Work request: In the material below, how many lines contain "blue"? Answer with the number alone.

Records for the task:
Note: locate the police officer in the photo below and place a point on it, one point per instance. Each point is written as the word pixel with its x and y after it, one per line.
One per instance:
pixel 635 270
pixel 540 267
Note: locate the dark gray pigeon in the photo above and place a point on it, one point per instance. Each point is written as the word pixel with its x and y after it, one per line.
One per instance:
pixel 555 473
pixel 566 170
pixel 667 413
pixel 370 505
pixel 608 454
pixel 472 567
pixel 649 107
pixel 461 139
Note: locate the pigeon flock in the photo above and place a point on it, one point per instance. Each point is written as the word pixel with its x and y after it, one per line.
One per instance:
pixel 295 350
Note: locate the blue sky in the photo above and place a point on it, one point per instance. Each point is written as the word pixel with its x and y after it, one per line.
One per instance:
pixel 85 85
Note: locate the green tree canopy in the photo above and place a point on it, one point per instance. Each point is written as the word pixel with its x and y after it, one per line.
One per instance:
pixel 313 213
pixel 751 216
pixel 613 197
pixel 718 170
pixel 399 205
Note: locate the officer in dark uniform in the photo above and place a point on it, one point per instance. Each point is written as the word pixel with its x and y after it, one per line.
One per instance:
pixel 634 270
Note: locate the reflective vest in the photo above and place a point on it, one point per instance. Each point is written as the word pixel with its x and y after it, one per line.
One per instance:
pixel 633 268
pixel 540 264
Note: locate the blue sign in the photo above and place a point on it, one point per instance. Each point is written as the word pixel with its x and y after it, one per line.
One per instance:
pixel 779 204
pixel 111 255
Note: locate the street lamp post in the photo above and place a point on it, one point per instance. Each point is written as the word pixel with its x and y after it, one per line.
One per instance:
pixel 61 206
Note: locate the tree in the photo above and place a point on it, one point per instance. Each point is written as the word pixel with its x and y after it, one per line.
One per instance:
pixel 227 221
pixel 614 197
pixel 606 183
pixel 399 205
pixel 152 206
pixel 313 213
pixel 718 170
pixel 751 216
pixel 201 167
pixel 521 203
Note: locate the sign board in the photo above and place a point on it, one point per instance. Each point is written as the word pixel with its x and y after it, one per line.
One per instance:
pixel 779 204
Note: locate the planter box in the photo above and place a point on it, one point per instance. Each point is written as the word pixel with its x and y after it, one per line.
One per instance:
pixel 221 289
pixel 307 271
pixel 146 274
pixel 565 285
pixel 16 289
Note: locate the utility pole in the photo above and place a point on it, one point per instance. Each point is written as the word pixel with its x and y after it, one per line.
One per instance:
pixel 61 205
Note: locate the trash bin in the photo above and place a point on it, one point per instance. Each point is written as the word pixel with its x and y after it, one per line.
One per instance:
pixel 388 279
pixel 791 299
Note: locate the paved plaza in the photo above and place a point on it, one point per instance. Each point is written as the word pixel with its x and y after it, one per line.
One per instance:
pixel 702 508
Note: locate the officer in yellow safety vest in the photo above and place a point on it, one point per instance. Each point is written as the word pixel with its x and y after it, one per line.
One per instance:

Response area: 2